**Required actions:**
[A] Please answer these from the article on the mouse brain wiring diagram below:
(i) About how many synapses does the map depict?
(ii) How long did the map take to create?
(iii) Into how many ultra-thin pieces did the scientists slice the brain sample?
[B] Resume the article on the mouse brain wiring diagram, picking up right after its final sentence.

*** Opening of Document section ***

Researchers at Baylor College of Medicine (BCM), the Allen Institute, and Princeton University have created the largest 3D wiring diagram of a mouse brain — which is extremely similar to our own — in the hopes of learning principles from the brain that might aid progress AI, according to a press release.
The map you see above depicts the intricate structures and connections of roughly 200,000 brain cells and almost 500 million synapses — all hidden in a cubic millimeter chunk of mouse brain the size of a grain of sand.
What's more, the dataset is unique in that it includes recordings of activity patterns elicited by a variety of complex visual stimuli, ranging from YouTube clips to Hollywood movies, for approximately 75,000 brain cells in the same brain volume that was used to generate the connectivity map.
The map and data set are now available to the public.
500 million synapses’ worth of data available
The map took five years to create, with three distinct stages. The researchers focused their investigation on the visual neocortex, a brain area that is critical for visual perception. The researchers collected measurements of the mouse's typical brain activity while it was still alive in the first stage, producing over 70,000 pictures of active brain cells.
Then, scientists cut out a small piece of the brain and sliced it into more than 25,000 ultra-thin pieces, and took more than 150 million high-resolution images of those pieces using electron microscopy.

*** Close of Document section ***
*** Opening of Records supplied ***

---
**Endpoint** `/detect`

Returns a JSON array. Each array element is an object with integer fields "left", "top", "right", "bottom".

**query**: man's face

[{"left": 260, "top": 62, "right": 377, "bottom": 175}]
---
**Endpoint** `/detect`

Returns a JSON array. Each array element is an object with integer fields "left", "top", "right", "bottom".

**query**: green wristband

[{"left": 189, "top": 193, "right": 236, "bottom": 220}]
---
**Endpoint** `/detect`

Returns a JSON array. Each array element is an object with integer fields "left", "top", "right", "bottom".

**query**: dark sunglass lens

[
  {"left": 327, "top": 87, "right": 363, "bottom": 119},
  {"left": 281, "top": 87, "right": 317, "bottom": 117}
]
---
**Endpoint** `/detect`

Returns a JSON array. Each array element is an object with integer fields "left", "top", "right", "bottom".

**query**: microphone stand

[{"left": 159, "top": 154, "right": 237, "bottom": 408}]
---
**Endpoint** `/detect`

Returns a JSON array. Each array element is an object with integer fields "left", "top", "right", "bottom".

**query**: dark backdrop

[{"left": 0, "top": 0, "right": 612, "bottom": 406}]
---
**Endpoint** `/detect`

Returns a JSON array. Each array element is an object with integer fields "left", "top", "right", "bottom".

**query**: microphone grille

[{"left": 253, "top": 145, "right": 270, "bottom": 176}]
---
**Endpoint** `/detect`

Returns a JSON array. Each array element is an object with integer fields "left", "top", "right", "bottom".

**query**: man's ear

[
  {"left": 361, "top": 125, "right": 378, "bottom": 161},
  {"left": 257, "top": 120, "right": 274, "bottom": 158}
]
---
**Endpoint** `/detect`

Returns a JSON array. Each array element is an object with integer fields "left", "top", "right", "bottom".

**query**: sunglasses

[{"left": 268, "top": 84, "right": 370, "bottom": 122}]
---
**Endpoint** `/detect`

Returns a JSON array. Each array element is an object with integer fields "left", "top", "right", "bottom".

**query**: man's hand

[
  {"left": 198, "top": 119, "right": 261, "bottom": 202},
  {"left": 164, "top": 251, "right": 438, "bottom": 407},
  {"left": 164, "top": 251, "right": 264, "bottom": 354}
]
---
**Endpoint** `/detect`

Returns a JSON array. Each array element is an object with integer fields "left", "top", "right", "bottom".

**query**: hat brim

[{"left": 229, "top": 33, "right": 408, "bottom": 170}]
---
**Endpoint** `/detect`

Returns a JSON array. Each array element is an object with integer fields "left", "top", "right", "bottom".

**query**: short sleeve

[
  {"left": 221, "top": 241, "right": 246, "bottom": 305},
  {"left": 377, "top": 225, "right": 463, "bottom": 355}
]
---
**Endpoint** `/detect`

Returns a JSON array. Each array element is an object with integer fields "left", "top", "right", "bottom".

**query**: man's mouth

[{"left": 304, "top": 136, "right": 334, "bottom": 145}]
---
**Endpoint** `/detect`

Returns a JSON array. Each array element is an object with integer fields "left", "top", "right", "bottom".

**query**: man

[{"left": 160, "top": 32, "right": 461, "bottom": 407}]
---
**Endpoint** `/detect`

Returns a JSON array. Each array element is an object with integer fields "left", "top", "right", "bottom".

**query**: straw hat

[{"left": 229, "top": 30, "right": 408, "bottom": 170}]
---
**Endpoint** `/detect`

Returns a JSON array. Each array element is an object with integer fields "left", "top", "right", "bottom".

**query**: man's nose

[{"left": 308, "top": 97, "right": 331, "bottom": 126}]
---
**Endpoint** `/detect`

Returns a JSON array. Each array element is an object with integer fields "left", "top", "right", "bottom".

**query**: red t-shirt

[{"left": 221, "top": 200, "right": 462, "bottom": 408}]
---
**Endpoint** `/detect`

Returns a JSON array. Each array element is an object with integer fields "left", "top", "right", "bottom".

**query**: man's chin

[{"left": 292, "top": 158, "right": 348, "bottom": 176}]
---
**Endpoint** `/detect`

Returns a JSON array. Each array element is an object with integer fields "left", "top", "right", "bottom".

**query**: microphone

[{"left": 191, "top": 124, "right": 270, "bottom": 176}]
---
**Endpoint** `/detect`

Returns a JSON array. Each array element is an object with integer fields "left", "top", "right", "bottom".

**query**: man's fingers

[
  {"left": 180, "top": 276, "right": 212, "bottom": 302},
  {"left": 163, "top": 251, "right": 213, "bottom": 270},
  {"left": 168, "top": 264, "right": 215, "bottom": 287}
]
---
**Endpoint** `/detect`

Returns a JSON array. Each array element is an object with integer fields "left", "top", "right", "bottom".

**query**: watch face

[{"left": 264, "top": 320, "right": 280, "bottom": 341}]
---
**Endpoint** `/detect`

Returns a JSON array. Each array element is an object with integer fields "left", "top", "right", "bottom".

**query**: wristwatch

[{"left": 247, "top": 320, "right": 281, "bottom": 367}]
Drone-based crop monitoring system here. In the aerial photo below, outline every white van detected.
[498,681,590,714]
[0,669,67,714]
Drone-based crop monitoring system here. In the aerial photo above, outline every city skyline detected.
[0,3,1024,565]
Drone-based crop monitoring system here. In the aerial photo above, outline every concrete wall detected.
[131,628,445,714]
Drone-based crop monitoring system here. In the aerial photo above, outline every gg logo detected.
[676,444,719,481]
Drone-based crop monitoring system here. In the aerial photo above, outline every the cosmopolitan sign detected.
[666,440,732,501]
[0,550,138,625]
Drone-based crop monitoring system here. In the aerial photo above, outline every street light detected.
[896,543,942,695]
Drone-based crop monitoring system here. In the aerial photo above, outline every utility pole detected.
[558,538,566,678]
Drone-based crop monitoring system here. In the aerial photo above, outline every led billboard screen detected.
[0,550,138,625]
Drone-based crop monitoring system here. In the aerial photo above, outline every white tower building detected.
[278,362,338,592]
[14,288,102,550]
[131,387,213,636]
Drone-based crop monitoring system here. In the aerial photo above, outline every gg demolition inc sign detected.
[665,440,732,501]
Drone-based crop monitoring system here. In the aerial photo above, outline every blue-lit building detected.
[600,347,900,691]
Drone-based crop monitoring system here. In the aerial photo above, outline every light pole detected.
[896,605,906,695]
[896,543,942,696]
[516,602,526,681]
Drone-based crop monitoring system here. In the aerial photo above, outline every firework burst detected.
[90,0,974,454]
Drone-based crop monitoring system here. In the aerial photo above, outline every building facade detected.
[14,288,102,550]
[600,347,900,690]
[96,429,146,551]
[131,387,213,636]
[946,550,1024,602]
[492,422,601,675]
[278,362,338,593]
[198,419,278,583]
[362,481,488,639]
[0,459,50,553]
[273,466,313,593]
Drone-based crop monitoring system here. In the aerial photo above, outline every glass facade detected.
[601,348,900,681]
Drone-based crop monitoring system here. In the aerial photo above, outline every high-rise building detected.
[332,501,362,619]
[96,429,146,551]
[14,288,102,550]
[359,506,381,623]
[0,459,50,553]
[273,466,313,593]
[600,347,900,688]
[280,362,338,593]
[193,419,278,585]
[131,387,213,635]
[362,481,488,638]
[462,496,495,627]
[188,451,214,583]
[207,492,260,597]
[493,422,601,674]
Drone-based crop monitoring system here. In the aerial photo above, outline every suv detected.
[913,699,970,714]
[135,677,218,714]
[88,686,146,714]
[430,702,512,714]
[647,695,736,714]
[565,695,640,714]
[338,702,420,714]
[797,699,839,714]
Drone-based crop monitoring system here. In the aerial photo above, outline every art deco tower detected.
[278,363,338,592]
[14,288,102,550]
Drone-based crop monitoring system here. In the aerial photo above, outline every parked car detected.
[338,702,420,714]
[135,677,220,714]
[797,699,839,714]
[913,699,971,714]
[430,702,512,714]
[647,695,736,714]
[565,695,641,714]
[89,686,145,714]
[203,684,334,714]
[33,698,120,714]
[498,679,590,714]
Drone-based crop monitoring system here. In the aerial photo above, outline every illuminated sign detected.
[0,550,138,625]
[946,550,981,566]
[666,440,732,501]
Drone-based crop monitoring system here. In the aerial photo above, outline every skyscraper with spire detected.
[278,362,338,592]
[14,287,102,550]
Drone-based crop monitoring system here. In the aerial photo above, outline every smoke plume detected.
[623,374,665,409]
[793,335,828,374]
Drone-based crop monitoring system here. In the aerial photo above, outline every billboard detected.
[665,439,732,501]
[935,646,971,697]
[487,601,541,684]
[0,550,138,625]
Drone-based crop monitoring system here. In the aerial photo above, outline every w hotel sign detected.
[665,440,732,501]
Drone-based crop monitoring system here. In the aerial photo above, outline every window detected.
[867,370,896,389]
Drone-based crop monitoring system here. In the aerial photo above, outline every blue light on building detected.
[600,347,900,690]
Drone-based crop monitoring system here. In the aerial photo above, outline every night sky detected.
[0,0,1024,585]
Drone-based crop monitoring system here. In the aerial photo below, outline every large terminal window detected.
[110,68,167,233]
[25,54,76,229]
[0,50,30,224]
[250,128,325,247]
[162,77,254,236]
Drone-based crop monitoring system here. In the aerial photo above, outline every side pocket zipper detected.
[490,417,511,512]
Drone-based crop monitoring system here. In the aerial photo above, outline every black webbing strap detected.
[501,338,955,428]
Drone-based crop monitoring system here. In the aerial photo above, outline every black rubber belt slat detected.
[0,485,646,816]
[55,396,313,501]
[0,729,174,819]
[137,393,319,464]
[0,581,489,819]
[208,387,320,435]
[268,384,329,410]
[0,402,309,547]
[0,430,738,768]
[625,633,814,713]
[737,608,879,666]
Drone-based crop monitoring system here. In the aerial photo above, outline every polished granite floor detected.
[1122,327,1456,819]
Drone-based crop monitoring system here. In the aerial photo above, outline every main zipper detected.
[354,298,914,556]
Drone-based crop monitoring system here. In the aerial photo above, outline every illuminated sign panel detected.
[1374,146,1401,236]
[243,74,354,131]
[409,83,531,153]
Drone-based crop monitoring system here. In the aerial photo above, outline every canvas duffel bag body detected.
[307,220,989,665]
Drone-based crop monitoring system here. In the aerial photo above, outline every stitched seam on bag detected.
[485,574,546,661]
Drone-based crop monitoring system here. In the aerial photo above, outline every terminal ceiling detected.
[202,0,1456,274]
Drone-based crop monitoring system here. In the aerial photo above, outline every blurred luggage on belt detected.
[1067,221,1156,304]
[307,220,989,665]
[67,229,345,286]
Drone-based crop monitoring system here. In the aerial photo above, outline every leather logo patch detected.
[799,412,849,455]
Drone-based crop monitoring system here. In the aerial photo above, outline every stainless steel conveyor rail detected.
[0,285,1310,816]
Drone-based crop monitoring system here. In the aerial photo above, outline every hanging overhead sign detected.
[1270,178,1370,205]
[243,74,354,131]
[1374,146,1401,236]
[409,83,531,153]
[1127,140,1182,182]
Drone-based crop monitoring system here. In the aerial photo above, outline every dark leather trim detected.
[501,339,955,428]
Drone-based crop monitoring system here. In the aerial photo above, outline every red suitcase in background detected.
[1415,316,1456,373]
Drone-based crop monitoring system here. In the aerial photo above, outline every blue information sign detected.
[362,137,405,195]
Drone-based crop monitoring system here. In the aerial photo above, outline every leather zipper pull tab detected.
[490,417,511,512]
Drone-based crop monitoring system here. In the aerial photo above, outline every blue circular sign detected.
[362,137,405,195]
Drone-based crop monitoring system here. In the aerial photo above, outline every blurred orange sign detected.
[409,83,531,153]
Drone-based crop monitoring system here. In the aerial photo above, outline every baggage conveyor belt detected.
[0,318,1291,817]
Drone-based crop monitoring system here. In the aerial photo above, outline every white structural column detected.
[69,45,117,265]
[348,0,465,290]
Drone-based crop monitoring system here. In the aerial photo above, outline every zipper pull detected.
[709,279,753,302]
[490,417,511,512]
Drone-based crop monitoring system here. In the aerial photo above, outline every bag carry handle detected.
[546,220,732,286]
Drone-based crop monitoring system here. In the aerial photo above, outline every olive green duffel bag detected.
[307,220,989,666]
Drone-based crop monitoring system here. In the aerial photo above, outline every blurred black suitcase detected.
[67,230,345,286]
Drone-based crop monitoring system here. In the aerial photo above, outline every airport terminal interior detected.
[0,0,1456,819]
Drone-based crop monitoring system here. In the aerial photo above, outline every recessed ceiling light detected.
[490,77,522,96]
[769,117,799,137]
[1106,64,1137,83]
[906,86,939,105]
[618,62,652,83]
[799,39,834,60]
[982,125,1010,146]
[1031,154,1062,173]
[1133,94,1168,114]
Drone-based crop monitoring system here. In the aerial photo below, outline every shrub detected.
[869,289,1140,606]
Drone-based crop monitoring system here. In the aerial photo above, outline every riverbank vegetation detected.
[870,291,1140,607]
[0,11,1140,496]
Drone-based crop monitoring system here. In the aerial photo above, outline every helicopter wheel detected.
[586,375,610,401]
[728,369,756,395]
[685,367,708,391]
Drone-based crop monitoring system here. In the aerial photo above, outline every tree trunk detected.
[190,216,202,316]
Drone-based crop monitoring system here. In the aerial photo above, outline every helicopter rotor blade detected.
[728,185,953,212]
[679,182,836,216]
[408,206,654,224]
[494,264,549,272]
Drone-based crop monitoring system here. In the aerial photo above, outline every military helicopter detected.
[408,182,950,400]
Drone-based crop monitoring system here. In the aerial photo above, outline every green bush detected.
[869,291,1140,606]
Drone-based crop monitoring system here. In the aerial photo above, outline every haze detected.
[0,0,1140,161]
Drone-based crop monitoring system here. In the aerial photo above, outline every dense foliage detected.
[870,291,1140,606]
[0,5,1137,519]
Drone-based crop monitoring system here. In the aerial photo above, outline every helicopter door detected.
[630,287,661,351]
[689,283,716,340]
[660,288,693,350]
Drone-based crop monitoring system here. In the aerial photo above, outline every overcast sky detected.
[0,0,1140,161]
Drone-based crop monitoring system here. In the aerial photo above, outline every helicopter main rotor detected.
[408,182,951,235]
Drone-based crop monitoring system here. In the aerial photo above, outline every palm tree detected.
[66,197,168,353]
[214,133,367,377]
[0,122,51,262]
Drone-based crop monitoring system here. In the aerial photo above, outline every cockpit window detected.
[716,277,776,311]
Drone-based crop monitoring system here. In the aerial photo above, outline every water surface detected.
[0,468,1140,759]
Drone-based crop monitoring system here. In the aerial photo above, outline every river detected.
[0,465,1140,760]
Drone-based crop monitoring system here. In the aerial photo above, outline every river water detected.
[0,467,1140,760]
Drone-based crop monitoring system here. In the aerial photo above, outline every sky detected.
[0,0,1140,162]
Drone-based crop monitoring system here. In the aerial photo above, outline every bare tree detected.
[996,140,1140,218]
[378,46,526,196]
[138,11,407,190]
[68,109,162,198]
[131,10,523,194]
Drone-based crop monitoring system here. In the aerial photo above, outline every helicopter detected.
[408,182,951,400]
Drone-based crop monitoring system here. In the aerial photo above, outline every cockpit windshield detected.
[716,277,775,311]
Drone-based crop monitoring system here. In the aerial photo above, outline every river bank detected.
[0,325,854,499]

*** Close of Records supplied ***

**Exercise responses:**
[A]
(i) Almost 500 million.
(ii) Five years.
(iii) More than 25,000.

[B]
The research is part of the Machine Intelligence from Cortical Networks (MICrONS) program, which aims to improve machine-learning algorithms and AI by reverse-engineering the cerebral cortex, which is responsible for higher functions such as planning and reasoning in mammals.
The map will be "invaluable" for neuroscientists trying to figure out how the brain processes information along with neocortical circuits, as well as researchers trying to figure out how to treat brain illnesses involving faulty wiring or connections, according to the researchers.
"Computer programs have gone through a massive revolution in the past decade, but something is still missing: today’s programs are easy to fool and they generalize poorly to new situations. In many ways they are much dumber than a mouse," said Dr. Xaq Pitkow, associate professor of neuroscience and one of the lead scientists of MICrONS. "Our new exquisitely detailed data about the mouse brain gives us a chance to find what makes the biological brain smarter. And that could help us develop smarter computers."